* _Yapılacak İşler_
1/ Ekrem Karakaya'nın öldürülmesiyle ilgili yazıya göre aşağıdaki (a), (b) ve (c) cümleleri doğru mu? Her biri için evet ya da hayır deyin ve karar veren sözleri yazıdan aynen alıntılayın.
(a) Yazar, yaşanan sorunların izlenen politikalarla ilgisi olmadığını düşünüyor.
(b) Yazara göre Yunanlılar hekimleri Roma dünyasına köle olarak sattı ama kimse onlara köle gözüyle bakmadı.
(c) Yazar, doktora mı acıyacağını yoksa eline silah veren otoriteye mi kızacağını kendine soruyor.
2/ Ekrem Karakaya'nın öldürülmesiyle ilgili yazıyı son cümlesinden sonra sürdürün.

* _Kaynak Metin_
====
6 Temmuz’da Ekrem Karakaya’nın öldürüldüğünü okuduğumda kanım dondu. İki tarafı sıkıntılı bir durum var aslında derler ya tam öyle bir durum. Doktora mı acısam yoksa güvenlik görevlisi olarak eline silah veren otoriteye mi kızsam?
YAŞANAN TÜM BU SORUNLARIN İZLENEN POLİTİKALARLA İLGİLİ OLDUĞUNU DÜŞÜNMEMEK MÜMKÜN DEĞİL
Günümüzde acınası bir durumda olduğumuzu anlatmak için sizi biraz tarihin derinliklerine götürerek örnek vermek isterim. Eskiden Yunanlılar, hekimleri roma dünyasına köle olarak sattılar,ama kimse onlara köle olarak bakmıyordu.
====
(Çıkarılan veri kayıtları)
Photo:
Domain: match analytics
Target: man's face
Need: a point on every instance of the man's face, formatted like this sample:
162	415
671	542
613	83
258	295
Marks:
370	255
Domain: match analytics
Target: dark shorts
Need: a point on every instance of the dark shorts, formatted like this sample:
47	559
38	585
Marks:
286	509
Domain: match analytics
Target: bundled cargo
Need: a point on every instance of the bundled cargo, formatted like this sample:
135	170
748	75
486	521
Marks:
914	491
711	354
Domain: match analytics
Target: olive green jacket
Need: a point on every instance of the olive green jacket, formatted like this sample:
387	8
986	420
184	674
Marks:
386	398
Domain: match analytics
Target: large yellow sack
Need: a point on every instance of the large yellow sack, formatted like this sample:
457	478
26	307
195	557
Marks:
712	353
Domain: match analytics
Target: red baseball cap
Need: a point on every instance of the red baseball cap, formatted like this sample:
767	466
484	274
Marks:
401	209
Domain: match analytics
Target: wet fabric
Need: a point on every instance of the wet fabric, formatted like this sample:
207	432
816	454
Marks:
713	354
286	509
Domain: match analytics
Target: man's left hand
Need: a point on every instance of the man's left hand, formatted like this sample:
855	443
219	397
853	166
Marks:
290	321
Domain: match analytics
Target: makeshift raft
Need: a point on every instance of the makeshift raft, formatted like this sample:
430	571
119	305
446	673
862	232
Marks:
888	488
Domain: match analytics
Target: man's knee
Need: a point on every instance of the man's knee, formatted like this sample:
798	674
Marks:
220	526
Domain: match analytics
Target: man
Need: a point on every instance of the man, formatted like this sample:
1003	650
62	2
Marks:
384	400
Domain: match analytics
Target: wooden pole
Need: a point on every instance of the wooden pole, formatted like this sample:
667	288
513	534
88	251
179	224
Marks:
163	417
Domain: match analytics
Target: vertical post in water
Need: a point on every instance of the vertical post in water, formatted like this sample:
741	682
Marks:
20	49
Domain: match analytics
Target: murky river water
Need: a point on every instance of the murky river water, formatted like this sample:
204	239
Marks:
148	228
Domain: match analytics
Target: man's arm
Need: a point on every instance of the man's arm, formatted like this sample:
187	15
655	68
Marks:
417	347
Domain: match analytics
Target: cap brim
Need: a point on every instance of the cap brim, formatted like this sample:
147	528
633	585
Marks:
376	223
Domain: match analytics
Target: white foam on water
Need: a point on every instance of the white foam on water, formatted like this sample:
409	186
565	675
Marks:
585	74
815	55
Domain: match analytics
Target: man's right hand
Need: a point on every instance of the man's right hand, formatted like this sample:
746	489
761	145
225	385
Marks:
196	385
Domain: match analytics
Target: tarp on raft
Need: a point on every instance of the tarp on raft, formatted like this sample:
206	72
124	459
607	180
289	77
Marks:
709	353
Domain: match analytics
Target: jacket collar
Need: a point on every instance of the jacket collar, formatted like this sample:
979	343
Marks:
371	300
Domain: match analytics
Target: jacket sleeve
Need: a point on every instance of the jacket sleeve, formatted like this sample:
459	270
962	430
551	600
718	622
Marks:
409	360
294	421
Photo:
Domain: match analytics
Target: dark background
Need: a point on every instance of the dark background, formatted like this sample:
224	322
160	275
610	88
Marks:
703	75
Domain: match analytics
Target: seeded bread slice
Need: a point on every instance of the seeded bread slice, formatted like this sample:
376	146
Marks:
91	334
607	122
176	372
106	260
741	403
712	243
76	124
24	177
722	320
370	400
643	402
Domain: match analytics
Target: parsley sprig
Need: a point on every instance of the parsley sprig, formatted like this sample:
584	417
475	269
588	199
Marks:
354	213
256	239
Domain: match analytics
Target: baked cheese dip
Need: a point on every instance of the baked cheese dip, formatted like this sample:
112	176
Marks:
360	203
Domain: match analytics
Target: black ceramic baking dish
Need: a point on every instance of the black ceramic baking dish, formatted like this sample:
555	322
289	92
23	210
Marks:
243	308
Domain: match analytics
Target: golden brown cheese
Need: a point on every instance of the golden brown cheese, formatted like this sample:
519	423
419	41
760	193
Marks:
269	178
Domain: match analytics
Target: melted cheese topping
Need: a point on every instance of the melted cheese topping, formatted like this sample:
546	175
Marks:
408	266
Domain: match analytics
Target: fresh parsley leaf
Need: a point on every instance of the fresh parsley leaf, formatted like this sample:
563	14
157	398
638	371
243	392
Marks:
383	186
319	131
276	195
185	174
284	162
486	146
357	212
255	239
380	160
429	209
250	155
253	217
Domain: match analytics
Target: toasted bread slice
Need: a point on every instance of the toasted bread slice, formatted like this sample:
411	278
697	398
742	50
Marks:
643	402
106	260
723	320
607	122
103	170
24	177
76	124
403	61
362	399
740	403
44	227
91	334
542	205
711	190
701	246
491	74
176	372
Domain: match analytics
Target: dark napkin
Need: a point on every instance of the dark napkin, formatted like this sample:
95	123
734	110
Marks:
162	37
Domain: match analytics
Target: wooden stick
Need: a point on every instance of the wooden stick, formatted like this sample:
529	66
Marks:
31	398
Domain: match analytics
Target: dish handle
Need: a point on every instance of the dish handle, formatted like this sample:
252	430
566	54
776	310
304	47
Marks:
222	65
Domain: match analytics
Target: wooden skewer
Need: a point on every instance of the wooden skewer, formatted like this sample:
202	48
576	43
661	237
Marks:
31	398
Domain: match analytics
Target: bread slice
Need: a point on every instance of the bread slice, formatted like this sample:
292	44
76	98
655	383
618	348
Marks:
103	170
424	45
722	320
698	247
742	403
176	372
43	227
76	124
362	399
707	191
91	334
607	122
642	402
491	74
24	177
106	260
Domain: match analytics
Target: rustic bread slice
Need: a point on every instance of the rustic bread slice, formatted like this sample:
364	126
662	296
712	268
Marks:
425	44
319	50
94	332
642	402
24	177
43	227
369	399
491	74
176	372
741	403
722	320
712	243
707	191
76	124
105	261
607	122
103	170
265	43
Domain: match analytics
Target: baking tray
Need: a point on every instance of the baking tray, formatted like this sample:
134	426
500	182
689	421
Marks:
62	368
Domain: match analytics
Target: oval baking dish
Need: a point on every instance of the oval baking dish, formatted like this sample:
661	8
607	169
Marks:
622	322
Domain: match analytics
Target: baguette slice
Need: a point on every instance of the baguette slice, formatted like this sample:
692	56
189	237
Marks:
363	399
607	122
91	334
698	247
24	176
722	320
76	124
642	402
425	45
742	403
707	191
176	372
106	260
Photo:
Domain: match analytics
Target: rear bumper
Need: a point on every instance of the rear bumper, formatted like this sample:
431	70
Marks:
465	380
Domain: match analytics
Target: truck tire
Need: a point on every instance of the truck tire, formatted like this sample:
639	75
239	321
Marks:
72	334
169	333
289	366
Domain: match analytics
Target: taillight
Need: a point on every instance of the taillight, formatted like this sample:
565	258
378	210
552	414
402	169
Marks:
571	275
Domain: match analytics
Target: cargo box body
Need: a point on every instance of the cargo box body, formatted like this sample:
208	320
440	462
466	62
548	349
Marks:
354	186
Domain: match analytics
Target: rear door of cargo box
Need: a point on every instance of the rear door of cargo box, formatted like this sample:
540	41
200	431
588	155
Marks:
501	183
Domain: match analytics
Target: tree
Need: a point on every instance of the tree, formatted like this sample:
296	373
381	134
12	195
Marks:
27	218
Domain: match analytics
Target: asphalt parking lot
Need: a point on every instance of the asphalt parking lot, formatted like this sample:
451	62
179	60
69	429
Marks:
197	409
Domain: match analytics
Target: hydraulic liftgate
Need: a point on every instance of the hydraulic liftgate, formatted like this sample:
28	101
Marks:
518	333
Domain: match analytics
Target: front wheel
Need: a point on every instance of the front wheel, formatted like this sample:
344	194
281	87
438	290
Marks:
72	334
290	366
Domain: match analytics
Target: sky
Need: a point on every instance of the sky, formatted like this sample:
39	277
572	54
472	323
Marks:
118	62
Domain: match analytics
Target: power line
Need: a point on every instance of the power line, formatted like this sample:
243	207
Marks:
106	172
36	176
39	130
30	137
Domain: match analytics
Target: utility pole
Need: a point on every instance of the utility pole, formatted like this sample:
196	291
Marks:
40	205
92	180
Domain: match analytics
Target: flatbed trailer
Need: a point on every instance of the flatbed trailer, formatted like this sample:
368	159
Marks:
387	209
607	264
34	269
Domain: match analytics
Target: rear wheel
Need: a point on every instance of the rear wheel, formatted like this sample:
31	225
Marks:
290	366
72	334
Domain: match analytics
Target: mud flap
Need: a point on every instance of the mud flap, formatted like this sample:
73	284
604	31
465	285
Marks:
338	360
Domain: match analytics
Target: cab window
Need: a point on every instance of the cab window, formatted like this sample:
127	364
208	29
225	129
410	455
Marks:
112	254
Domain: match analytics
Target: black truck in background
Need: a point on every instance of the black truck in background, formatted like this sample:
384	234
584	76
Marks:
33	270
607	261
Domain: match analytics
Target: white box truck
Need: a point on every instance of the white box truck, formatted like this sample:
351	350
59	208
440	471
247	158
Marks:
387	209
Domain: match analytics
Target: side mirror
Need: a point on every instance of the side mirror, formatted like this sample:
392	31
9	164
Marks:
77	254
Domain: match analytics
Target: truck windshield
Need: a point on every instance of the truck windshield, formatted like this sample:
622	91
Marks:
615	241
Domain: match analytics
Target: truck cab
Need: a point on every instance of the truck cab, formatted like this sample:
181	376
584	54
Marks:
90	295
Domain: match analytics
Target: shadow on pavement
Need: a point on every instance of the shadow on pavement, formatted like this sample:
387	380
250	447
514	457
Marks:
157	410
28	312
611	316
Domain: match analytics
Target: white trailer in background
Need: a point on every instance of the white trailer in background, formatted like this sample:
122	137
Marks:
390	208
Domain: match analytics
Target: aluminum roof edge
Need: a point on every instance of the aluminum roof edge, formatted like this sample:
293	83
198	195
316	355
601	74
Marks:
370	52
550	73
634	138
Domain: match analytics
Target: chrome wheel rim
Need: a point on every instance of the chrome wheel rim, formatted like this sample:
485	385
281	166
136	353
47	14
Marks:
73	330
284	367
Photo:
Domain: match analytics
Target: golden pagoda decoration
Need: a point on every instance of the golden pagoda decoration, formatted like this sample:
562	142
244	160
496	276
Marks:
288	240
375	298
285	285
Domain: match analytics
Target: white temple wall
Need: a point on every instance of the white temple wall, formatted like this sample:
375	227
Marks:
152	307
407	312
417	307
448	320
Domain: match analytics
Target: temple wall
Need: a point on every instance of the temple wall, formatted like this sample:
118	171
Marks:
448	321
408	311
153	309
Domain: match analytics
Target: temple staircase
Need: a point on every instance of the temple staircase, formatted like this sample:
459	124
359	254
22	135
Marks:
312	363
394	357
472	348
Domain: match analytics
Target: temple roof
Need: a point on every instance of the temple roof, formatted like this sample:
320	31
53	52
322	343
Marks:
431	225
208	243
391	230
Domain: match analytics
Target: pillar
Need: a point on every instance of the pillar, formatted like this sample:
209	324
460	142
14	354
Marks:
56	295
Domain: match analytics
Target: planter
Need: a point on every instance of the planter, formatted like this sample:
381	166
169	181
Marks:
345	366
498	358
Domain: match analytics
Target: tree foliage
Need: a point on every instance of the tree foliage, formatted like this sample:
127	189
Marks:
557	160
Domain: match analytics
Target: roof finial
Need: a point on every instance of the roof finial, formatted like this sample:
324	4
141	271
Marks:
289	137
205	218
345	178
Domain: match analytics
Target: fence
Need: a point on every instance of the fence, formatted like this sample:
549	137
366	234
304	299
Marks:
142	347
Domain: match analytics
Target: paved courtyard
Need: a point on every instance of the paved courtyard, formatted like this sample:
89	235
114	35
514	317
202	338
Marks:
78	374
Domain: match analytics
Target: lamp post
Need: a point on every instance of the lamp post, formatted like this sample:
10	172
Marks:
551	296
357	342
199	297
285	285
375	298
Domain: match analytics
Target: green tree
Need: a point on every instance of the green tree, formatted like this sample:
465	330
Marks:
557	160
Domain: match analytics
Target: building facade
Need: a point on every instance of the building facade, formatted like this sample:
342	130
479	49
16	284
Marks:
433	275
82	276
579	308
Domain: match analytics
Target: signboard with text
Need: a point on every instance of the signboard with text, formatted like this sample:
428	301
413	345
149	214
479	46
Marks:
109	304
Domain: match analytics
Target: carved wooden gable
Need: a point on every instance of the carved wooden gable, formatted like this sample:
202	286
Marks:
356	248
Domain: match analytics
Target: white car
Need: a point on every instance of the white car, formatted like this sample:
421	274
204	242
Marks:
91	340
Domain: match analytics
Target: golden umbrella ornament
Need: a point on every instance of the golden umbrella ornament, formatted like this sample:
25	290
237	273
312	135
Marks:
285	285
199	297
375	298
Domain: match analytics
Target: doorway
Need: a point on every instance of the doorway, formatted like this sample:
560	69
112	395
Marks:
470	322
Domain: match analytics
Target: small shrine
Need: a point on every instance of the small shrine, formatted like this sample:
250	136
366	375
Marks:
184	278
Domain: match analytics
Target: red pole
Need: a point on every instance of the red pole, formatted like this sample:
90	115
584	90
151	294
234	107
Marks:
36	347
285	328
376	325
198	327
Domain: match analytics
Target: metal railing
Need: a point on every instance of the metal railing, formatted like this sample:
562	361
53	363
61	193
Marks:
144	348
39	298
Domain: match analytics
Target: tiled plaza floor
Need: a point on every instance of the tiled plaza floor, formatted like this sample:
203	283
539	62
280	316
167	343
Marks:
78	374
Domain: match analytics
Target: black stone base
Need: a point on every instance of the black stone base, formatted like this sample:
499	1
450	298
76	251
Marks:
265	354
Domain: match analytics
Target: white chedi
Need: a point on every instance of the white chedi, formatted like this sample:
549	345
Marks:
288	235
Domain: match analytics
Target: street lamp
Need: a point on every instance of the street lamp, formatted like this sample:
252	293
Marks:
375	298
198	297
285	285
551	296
====
* _Görevlerin Cevapları_
1/
(a) Hayır: "YAŞANAN TÜM BU SORUNLARIN İZLENEN POLİTİKALARLA İLGİLİ OLDUĞUNU DÜŞÜNMEMEK MÜMKÜN DEĞİL"
(b) Evet: "Eskiden Yunanlılar, hekimleri roma dünyasına köle olarak sattılar,ama kimse onlara köle olarak bakmıyordu."
(c) Evet: "Doktora mı acısam yoksa güvenlik görevlisi olarak eline silah veren otoriteye mi kızsam?"

2/
Eski tıpta genel kurallar tedavi metotları bugün ki gibi yaygın ve standart olarak öğretilmediği için insanlar sağlığını sonsuz güvendiği hekimlere bırakırlardı. Mesela gut hastalığından insanlar ölüp kırılıyordu ya da yara berelerin tedavisi, yani her şeyin tedavisi tamamen hekimlerin inisiyatifine bırakırlardı ve hekimler kendi deneyim ve birikimleri ile insanlara yardımcı olurlardı. Eski toplumda köle bile olsalar ki köle olarak görülmüyorlardı. Romalılar tam tersine efendi olarak görüyor ve öyle davranıyordu.
ŞİMDİ ARADA O KADAR ZAMAN ARALIĞI OLAN BİR DÖNEMLE KIYASLIYORUM VE ANLAMAK ÇOK ZOR GELİYOR DOKTORLARA YAPILAN BU ZORBALIĞI.
Yine şöyle biraz bizim geçmişe gidelim. 1936’da Mustafa Kemal Atatürk rahatsızlandığında yabancı doktorlar getirtildi, Mustafa Kemal onlara tedavi olurken mutlaka ardından Türk hekimlerine de tedavi olmak istediğini söylerdi ve en son onların kontrolünden de geçerdi. Bu durum Mustafa Kemal’in bu konuya karşı ne kadar duyarlı olduğunu gösterir .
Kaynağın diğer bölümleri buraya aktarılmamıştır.